(Material for the task Opens)

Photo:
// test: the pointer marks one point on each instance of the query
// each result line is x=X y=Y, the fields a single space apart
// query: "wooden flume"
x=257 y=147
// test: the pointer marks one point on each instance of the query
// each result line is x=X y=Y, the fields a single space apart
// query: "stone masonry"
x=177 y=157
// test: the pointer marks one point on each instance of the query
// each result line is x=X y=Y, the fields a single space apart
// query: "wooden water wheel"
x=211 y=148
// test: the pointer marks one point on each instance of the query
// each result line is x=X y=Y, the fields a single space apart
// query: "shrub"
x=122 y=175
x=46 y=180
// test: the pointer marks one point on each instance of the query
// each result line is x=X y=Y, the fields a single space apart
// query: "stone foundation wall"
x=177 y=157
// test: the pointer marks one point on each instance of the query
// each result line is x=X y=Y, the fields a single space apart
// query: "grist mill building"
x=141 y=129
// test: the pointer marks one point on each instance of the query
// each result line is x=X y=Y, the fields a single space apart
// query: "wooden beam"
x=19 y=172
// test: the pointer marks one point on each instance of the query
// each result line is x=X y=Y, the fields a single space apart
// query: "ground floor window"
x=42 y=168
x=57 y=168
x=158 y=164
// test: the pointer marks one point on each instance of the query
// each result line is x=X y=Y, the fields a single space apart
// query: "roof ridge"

(Material for the task Closes)

_What is expected_. Please print the listing exactly, keeping each line as it is.

_Response_.
Photo:
// test: the pointer marks one point on each instance of the query
// each result line is x=X y=Y, the fields a single space apart
// query: "wooden flume"
x=257 y=147
// test: the pointer marks one point on each instance of the query
// each result line is x=X y=Y, the fields a single space apart
// query: "stone masonry"
x=177 y=157
// test: the pointer marks one point on each instance of the query
// each result line is x=X y=Y, the fields a single space apart
// query: "wooden water wheel"
x=211 y=148
// test: the pointer marks one point on each instance of the query
// each result line is x=X y=Y, the fields a single space apart
// query: "shrub"
x=122 y=175
x=46 y=180
// test: the pointer marks one point on each instance of the query
// each result line is x=X y=Y, the fields a single space apart
// query: "stone foundation wall"
x=177 y=157
// test: the pointer marks one point on each instance of the query
// each result line is x=X y=Y, the fields a single space apart
// query: "grist mill building"
x=141 y=129
// test: the pointer marks one point on each instance of the query
// each result line is x=X y=Y, the fields a single space apart
// query: "wooden beam"
x=19 y=172
// test: the pointer marks one point on each instance of the query
// each result line is x=X y=Y, the fields a single space apart
// query: "ground floor window"
x=42 y=168
x=57 y=168
x=158 y=164
// test: the pointer marks one point on each instance of the query
// each result line is x=X y=Y, the fields a single space apart
// query: "roof ridge"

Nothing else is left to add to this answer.